▸ What this task involves:
Bring together every line in the data that includes "walkway".

Point localization data
<<<<

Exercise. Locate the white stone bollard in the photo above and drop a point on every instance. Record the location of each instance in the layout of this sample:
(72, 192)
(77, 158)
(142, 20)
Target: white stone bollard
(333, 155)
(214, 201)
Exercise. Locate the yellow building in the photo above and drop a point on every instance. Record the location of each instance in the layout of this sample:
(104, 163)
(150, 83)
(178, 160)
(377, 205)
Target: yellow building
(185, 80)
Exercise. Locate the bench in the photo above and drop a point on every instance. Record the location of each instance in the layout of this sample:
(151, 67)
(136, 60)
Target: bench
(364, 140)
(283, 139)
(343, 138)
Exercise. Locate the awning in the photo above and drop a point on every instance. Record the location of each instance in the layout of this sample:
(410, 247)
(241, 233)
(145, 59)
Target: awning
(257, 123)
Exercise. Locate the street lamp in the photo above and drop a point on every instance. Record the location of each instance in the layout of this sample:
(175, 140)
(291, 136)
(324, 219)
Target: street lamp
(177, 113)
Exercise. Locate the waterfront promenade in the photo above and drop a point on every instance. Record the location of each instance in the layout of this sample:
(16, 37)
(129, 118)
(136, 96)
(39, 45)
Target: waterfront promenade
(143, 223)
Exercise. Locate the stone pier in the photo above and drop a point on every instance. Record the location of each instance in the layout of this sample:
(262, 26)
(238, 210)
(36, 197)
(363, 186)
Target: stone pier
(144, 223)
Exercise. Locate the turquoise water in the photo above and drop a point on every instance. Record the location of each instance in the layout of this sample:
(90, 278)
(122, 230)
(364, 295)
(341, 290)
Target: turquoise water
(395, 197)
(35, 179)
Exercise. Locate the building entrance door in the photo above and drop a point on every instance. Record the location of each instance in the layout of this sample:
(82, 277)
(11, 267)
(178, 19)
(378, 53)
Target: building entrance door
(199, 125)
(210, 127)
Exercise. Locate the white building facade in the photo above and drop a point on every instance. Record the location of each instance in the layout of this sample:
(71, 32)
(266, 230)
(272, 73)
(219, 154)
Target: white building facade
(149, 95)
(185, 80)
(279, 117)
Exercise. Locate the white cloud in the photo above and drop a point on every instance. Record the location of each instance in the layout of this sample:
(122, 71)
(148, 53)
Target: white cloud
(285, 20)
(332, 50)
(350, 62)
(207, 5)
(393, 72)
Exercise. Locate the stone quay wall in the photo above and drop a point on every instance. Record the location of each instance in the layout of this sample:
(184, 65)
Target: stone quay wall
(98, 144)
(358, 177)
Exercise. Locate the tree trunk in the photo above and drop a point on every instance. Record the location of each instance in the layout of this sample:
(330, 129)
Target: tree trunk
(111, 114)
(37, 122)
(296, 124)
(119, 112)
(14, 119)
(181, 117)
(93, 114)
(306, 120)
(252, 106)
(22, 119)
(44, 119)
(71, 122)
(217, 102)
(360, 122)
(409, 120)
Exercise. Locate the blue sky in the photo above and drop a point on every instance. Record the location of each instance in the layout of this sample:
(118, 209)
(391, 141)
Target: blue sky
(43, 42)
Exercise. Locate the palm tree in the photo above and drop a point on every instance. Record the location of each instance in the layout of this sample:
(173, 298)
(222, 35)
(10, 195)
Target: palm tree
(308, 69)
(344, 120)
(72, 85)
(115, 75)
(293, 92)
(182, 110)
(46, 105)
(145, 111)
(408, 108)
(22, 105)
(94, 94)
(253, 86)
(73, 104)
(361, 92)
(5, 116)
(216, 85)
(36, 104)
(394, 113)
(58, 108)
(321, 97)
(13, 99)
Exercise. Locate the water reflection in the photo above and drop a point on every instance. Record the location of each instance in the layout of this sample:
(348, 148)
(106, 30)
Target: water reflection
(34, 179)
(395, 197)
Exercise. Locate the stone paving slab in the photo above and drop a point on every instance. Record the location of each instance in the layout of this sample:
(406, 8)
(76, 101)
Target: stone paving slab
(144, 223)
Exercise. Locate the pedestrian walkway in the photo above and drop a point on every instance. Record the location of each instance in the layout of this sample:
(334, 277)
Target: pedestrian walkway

>>>>

▸ Result for this task:
Exercise. Locate the pedestrian walkway in the photo above and drop a point on every instance. Record the location of each instance in the layout of this sample:
Target: pedestrian walkway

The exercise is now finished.